◆ Extracted text
+++

Affleck’s lead, Joe Coughlin, is a principled man, we are introduced to this by the first scene of the film, voice over narration over still of the first world war. After serving Joe grew disdainful of hierarchies and refuses to take orders from another man again; “I left a soldier, I came back an outlaw.” Therein lies the central conflict of the movie and Joe Coughlin’s character. He enters a life of crime to avoid taking orders until he finds himself coerced into organised crime and so into a structure of taking orders once more. The dramatic weight of the movie rests in the conflict built into Joe. The issue is whether he can maintain his steadfast principles whilst finding success in a business that is built by people who hold none.

The dialogue of the characters is poetic and deliberate, it’s all very cinematic and unreal. Joe’s narration provides exposition for each scene as we hop from conversation to conversation. If I was being harsh I would say that the film breaks the rules of ‘show, don’t tell’ all too often. It is clear when watching that the film was based off a book and in this case, it is not necessarily a compliment.

Live by Night wanders on the fringes of being just like films you’ve seen a hundred times before. It possesses the same story beats as films like Goodfellas and Donnie Brasco but tries to hold on to the central premise that this is a film about one man’s desire to remain a ‘good man.’ At some points this comes off but for too much of the film it loses site of what it is and instead becomes a basic gangster film that offers nothing new.

The gangster style conflicts at the centre of the film are all too easy to deal with. Each victory comes from hiding behind a wall and then shooting your enemy and the repercussions of the violence are uniformly skipped past via montages that try to coast by on the merits of their cinematography and nothing more. The film takes the easy route too often with the meat of its story, Joe battles against Italian and Irish mobsters, evangelical Christians and the KKK. It’s hard to come up with a collective of people easier to demonise outside of the Nazis, this means the film dedicates very little time to developing its threats. Meaning that the main villains of the film never seem to truly threaten Joe. This leads to the film’s most frustrating sequence, where a confrontation with the KKK that has been building up for most of the film is completely resolved in a two-minute montage.

+++

◆ What is being asked
Answer these questions using the film review above.
1. What line does Joe Coughlin say about coming back from the war?
2. Which two films does the review say have the same story beats as Live by Night?
3. How is the long-building confrontation with the KKK resolved?

◆ Recorded data
+++

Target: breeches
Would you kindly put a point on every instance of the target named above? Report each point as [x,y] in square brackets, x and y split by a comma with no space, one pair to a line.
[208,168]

+++

◆ Full answer
1. "I left a soldier, I came back an outlaw."
2. Goodfellas and Donnie Brasco.
3. It is completely resolved in a two-minute montage.